-------- Input data
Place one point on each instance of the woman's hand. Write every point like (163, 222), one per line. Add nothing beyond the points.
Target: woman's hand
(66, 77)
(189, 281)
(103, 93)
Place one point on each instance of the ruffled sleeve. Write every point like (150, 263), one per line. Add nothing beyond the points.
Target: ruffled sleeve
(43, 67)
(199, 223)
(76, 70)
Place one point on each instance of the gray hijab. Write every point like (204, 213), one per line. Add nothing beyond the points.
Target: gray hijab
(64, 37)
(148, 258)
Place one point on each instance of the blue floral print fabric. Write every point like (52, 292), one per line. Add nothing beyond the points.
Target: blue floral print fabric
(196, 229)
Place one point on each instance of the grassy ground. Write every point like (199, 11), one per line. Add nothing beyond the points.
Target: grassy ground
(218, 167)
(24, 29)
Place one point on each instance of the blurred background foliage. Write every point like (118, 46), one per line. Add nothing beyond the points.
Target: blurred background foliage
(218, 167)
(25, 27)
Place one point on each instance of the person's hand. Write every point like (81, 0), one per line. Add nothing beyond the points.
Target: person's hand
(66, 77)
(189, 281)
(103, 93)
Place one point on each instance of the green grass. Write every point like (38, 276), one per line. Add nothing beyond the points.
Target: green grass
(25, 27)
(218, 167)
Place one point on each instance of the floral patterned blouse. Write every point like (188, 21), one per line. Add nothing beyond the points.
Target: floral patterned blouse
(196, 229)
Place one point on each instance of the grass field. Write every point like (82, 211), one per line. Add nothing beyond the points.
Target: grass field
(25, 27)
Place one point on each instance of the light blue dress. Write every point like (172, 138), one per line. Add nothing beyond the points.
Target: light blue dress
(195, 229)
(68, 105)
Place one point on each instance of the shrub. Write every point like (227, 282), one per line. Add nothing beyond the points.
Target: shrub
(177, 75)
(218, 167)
----------------
# [Problem details]
Transcribe the data. Leave every line exactly as it is.

# [Answer to the exercise]
Place one point on each instance of the woman's hand. Write every point like (163, 222), one per line. Add nothing beyond the points.
Target: woman's hand
(66, 77)
(189, 281)
(103, 93)
Place one point on each instance of the ruffled sleeve. Write every point like (150, 263), one per line. Add nothing beyond the points.
Target: ruffled sleeve
(43, 67)
(199, 223)
(76, 70)
Place one point on each instance of the gray hijab. Write every point like (204, 213), one per line. Add nothing beyond the points.
Target: gray hijab
(64, 37)
(148, 258)
Place one point on each instance of the blue floral print fabric. Write every point like (52, 292), one per line. Add nothing beyond the points.
Target: blue floral print fabric
(196, 229)
Place one point on each instance of the grassy ground. Write every point like (199, 11), one per line. Add nothing beyond the points.
Target: grassy ground
(218, 167)
(24, 29)
Place one point on each instance of the blurred background foliage. Write every point like (118, 46), one per line. Add nothing beyond the points.
Target: blurred background foliage
(218, 167)
(25, 27)
Place one point on each instance of the person's hand. Write every point like (81, 0), one per line. Add nothing beyond the points.
Target: person's hand
(66, 77)
(189, 281)
(103, 93)
Place one point on each instance of the green grass. Write every point like (38, 276), one per line. Add nothing beyond the points.
Target: green grass
(25, 27)
(218, 167)
Place one point on each instance of the floral patterned blouse. Write every point like (188, 21), one per line. Add nothing beyond the points.
Target: floral patterned blouse
(196, 229)
Place one point on each instance of the grass field. Write every point like (82, 211), one per line. Add nothing beyond the points.
Target: grass field
(25, 27)
Place one point on each instance of the light blue dress. Write every point like (172, 138), one per line. Add nothing beyond the points.
Target: light blue dress
(195, 229)
(68, 105)
Place one point on each instance of the shrub. Write every point like (227, 282), one per line. Add nothing beyond the points.
Target: shrub
(177, 75)
(218, 167)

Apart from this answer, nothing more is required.